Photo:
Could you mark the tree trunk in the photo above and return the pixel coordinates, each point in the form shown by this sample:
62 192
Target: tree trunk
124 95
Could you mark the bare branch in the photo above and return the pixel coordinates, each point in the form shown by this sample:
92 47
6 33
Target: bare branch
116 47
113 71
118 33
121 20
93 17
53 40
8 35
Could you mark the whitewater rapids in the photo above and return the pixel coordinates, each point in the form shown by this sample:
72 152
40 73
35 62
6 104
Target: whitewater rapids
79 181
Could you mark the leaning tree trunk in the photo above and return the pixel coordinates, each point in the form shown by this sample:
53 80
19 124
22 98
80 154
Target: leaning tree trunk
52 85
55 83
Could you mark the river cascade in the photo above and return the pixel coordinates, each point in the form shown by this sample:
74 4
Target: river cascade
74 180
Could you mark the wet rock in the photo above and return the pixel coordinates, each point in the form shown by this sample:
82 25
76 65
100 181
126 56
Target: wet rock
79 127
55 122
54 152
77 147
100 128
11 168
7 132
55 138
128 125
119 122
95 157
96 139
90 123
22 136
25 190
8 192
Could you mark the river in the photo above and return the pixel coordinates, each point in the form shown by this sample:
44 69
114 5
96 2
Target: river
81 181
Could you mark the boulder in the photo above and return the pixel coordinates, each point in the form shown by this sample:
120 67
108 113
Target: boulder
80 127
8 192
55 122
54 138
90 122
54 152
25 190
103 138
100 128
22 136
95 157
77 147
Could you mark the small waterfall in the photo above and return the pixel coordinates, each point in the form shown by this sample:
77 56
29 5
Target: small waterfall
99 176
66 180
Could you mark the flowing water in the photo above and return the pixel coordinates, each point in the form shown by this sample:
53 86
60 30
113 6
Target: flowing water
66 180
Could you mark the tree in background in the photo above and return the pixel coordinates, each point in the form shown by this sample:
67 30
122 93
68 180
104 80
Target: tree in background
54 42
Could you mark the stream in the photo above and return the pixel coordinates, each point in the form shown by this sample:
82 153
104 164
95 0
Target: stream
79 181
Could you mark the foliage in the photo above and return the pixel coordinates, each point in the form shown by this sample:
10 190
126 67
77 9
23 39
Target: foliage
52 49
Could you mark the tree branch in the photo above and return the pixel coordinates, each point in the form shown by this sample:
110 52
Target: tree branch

### [Request]
Rewrite the stretch of data from the line containing "Could you mark the river in" through the end, changing "stream" to "creek" and leaving everything else as it is. Return only that stretch.

### [Expected answer]
Could you mark the river in the photo above and return the pixel coordinates, each point in the form shown by this sample:
44 69
114 5
96 2
Target: river
81 181
Could you mark the boulder in the photo above and return the pixel coordinates, each point in the form shown by this sample:
120 67
108 113
Target: boulder
80 127
8 192
55 122
54 138
90 122
54 152
25 190
103 138
100 128
22 136
95 157
77 147
Could you mark the small waterfall in the photo above and return the pixel coordinates, each point in the form shown by this sample:
77 56
29 5
Target: small waterfall
99 176
66 180
Could you mark the flowing water in the photo above and return the pixel coordinates, each point in the form shown by this sample:
53 86
60 30
113 6
Target: flowing water
66 180
Could you mark the tree in background in the photo above and return the pixel coordinates, each point in the form shown by this sample:
67 30
122 93
68 180
104 80
Target: tree in background
54 42
Could you mark the creek in the photo above and return the pixel coordinates, each point in the form shown by this sample:
82 153
104 164
95 0
Target: creek
79 181
Could you mark the foliage in the photo above and return the pixel coordinates, each point in the form shown by this sample:
10 190
126 67
77 9
23 39
Target: foliage
52 49
Could you mark the tree branch in the photo above and return the pixel coordinates, each point in the form shown by this sample:
110 52
Target: tree branch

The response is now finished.